§ **PROMPT**: Return exactly the span that opens with the line containing "Would you mind pointing out the two-story" and closes with the final line of the records, both included.

§ **ENTRIES SUPPLIED**:
++++++++++

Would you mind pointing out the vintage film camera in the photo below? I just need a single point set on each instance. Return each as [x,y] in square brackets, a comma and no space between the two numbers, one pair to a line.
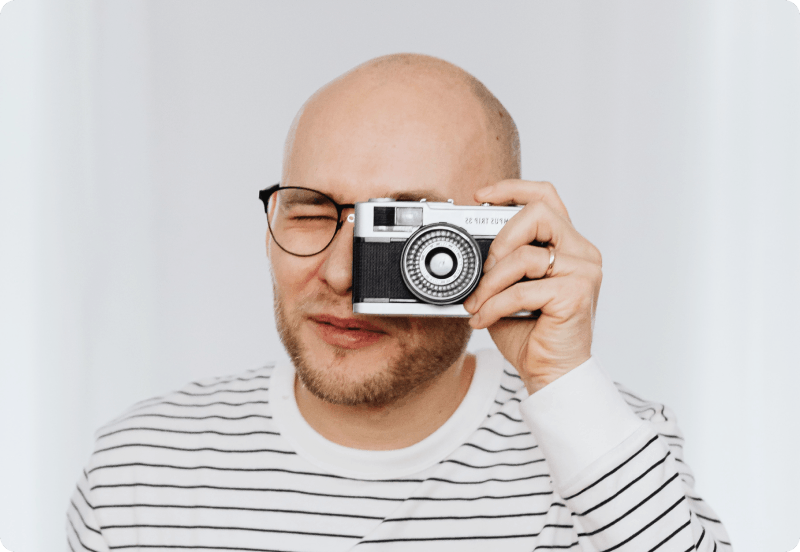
[421,258]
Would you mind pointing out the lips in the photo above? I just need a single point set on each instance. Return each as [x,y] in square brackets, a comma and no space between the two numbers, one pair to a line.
[346,333]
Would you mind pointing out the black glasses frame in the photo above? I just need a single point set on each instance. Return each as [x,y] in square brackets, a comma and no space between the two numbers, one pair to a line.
[266,193]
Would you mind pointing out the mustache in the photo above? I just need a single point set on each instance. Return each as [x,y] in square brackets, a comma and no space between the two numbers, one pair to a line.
[322,303]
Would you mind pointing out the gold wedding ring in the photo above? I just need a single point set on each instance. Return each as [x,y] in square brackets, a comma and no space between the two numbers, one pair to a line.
[552,251]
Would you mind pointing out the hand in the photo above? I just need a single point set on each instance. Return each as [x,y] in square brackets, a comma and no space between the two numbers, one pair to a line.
[541,350]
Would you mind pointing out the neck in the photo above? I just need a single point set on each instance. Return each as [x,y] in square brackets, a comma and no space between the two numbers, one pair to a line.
[398,425]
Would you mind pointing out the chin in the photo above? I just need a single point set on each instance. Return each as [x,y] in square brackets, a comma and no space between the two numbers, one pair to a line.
[356,362]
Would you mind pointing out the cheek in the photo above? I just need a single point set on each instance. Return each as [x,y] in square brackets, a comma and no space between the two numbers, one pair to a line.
[291,275]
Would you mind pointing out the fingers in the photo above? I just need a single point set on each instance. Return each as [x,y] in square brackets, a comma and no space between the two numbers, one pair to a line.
[528,261]
[522,192]
[538,222]
[561,297]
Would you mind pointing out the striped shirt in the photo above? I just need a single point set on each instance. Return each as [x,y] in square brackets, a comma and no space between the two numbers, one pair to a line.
[230,464]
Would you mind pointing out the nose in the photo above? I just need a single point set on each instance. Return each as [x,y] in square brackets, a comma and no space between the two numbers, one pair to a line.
[337,268]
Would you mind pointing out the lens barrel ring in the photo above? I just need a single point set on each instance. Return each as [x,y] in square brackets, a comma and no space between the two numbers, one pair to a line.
[465,255]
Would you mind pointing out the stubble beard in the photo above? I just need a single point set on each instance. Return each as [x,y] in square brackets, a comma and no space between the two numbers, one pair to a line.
[416,366]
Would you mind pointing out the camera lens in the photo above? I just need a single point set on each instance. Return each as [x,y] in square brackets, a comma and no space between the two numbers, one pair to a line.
[440,263]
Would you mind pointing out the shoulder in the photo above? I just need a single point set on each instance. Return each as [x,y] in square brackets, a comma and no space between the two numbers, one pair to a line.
[663,421]
[197,404]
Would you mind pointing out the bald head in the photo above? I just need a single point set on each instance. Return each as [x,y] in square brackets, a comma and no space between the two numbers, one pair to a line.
[404,120]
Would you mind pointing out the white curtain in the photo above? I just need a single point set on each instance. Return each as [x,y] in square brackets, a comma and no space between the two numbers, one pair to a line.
[134,136]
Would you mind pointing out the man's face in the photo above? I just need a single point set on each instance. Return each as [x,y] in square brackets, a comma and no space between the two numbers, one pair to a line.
[356,140]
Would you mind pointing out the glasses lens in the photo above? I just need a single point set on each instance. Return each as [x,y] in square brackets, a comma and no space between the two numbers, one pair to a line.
[302,221]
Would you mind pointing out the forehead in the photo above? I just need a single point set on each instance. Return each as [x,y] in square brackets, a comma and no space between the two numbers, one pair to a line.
[405,140]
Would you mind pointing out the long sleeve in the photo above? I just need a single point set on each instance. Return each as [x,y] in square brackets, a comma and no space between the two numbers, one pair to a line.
[83,530]
[617,461]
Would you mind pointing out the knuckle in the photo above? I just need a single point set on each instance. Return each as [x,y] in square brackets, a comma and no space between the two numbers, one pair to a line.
[518,294]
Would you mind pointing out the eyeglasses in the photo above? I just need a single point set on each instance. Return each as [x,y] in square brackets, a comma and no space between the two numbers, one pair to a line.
[302,221]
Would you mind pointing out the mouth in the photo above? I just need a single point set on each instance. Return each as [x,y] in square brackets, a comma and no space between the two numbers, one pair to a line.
[347,333]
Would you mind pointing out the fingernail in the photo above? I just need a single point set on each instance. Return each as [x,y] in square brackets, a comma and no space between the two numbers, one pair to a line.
[469,304]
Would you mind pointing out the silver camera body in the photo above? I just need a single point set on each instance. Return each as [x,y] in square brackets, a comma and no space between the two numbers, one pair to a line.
[421,258]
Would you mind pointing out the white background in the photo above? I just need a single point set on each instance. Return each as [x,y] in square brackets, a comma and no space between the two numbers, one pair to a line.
[134,137]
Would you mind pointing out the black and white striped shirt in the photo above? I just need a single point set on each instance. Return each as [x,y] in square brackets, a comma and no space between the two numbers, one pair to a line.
[230,464]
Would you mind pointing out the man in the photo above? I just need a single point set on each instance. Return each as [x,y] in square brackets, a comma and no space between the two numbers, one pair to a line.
[384,433]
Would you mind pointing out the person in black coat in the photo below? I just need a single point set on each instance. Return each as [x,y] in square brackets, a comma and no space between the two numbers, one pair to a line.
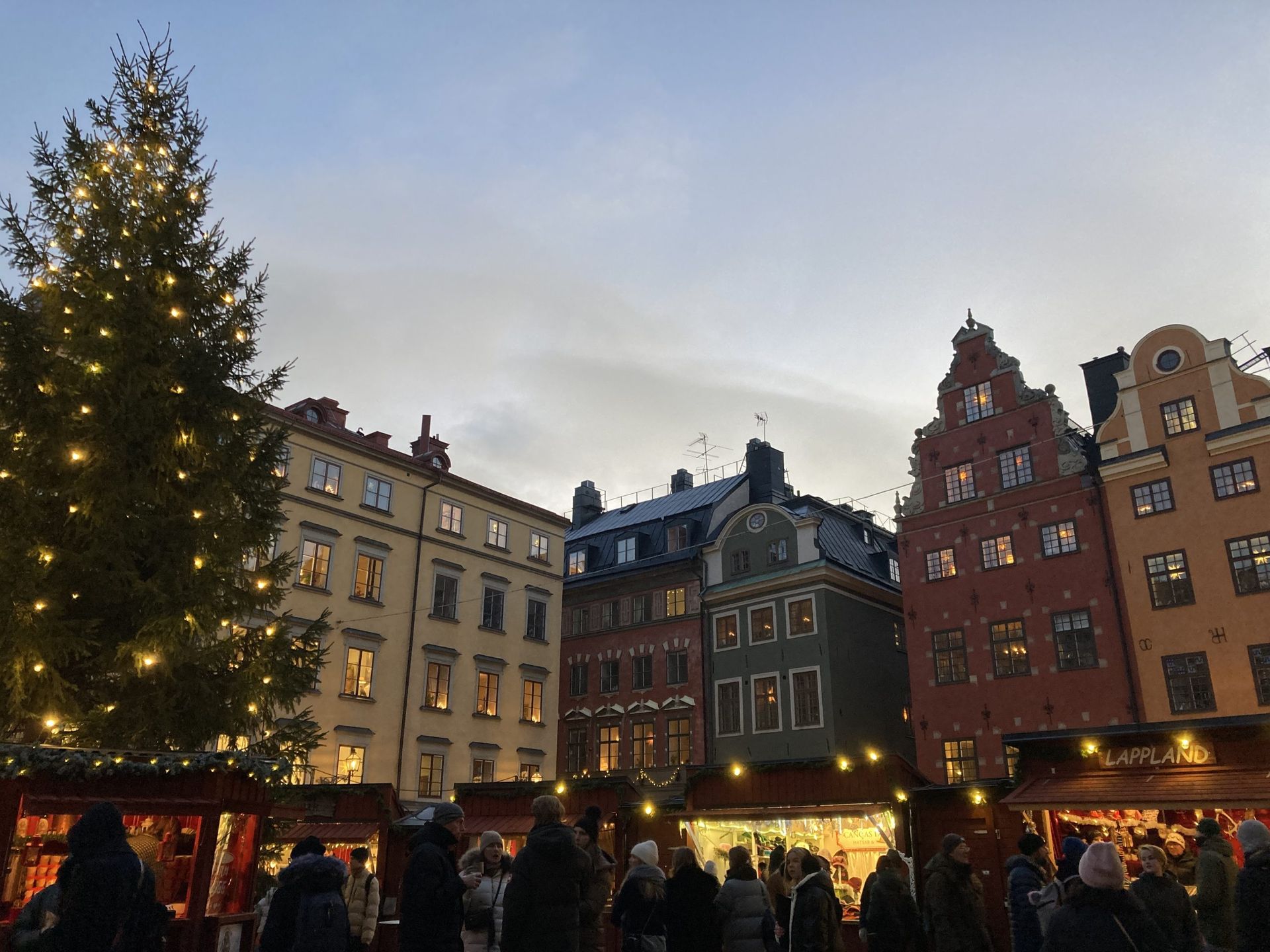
[432,890]
[1166,900]
[546,900]
[690,909]
[1101,916]
[102,883]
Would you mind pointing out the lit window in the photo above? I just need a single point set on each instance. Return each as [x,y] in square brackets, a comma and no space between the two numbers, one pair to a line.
[1180,416]
[978,401]
[997,553]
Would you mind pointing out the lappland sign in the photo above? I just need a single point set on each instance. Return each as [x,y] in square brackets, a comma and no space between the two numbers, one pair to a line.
[1193,754]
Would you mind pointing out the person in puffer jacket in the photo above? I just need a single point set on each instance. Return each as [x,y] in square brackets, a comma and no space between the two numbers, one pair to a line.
[742,905]
[486,902]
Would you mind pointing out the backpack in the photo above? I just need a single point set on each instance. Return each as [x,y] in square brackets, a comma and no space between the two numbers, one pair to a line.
[321,923]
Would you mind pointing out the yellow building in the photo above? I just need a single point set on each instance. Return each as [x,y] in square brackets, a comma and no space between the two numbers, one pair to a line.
[1183,457]
[444,600]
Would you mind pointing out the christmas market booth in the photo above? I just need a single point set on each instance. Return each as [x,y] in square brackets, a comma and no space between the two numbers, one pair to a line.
[194,819]
[1146,783]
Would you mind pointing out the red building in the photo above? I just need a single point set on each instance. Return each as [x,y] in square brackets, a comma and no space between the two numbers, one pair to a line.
[1010,597]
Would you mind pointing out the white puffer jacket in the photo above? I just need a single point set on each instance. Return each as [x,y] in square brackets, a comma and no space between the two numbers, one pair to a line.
[488,895]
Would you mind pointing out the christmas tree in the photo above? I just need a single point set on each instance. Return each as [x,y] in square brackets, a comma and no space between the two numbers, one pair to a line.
[140,476]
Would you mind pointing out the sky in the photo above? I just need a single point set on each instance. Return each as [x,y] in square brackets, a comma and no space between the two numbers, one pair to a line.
[581,234]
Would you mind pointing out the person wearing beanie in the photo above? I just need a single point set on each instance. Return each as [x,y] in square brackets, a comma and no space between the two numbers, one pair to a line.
[432,889]
[483,906]
[1216,873]
[639,909]
[954,900]
[1101,916]
[1253,889]
[546,898]
[600,884]
[1028,871]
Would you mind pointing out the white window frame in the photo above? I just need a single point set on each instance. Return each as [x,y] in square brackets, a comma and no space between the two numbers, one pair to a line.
[753,703]
[741,707]
[820,697]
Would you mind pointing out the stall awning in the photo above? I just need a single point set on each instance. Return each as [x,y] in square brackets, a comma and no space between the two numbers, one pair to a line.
[1167,790]
[331,832]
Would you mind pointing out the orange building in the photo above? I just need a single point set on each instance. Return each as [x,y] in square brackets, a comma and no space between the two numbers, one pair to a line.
[1183,456]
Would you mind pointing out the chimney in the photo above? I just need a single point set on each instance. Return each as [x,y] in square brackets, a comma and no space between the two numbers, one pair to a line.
[1100,385]
[586,504]
[766,469]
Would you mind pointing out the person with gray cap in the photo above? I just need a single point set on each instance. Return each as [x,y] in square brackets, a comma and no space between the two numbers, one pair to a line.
[432,890]
[1253,889]
[1214,885]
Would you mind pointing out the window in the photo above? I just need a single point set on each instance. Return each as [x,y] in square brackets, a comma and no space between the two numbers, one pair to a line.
[531,701]
[676,539]
[802,615]
[1234,479]
[762,623]
[610,746]
[379,494]
[370,576]
[951,656]
[575,750]
[978,401]
[492,608]
[1191,687]
[432,770]
[728,707]
[1058,539]
[643,744]
[1152,498]
[325,476]
[642,610]
[960,762]
[959,483]
[487,694]
[452,518]
[679,749]
[539,546]
[579,680]
[359,666]
[1169,580]
[1250,564]
[314,564]
[444,597]
[642,672]
[997,553]
[940,565]
[676,602]
[677,668]
[1015,467]
[1180,416]
[807,697]
[1074,640]
[495,534]
[767,703]
[349,763]
[436,694]
[1009,649]
[1260,658]
[536,619]
[610,674]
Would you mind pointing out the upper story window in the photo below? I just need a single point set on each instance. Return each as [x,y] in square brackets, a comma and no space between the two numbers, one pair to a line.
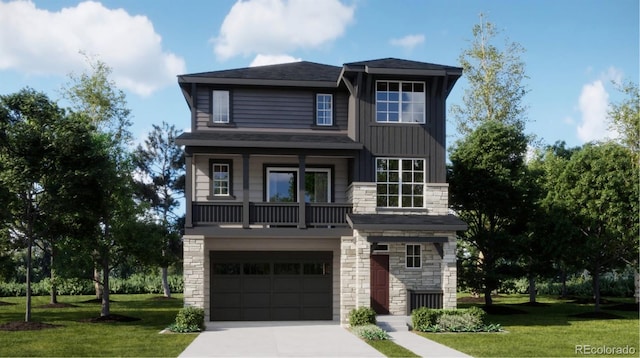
[400,182]
[324,109]
[220,107]
[400,102]
[221,179]
[413,256]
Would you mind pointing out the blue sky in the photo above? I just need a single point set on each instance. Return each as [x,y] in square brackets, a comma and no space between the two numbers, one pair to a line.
[574,49]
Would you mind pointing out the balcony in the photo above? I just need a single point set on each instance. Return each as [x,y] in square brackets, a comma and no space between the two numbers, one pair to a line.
[281,214]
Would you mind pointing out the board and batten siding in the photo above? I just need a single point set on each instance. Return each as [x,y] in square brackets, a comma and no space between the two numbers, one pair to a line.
[202,182]
[403,140]
[271,108]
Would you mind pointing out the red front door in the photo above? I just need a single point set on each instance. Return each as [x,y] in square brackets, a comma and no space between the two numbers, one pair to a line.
[380,283]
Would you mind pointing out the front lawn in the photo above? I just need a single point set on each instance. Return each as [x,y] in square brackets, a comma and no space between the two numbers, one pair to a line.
[554,328]
[76,336]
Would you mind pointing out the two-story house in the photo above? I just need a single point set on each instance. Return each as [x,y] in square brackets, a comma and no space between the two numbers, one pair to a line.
[314,189]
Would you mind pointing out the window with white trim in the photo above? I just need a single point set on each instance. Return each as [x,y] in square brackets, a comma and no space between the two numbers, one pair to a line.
[400,102]
[413,257]
[400,182]
[324,109]
[220,107]
[221,174]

++++++++++

§ **SOLUTION TO THE EXERCISE**:
Would you mind pointing out the two-story house in the photo above? I just need a single point set on each instance. Return each as [x,y] in square brackets, a comma and no space between the two numbers, one pair to a line.
[314,189]
Would you mind pointing out the window with white trim in the photo above? I just need a single point set on each instance. Return each as [x,y] in square brackets, a comma and no space between the two numbers, one pair to a line.
[400,102]
[413,257]
[400,182]
[324,109]
[220,107]
[221,174]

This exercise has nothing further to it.